Data under study >>
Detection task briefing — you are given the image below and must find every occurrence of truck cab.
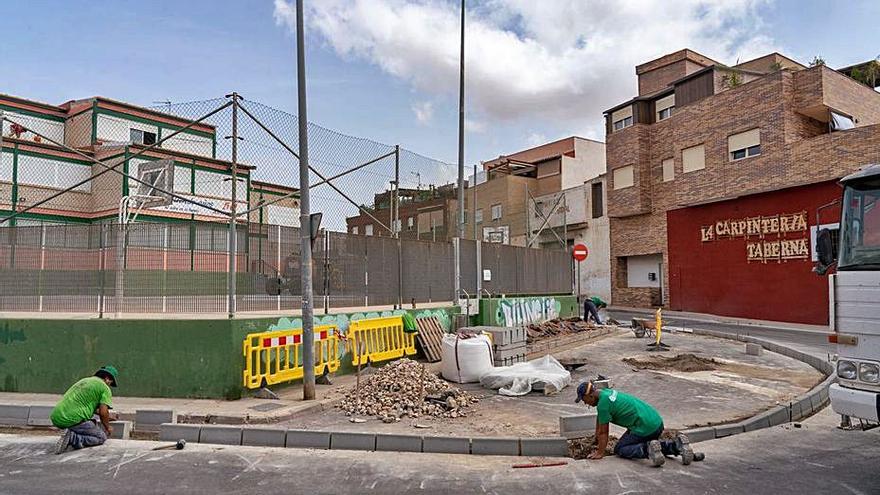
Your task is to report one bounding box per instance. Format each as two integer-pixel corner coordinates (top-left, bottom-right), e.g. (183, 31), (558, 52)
(819, 164), (880, 424)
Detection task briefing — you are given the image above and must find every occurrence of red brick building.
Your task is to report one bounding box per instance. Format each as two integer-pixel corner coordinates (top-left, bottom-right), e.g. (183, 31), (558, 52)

What is needed >>
Pull out every line of the records that includes the string "Detection".

Task answer >>
Detection task briefing — you are given the image below and must find every occurrence of truck cab.
Detection task briefing — you are given the image above and must find every occurrence of red brick building.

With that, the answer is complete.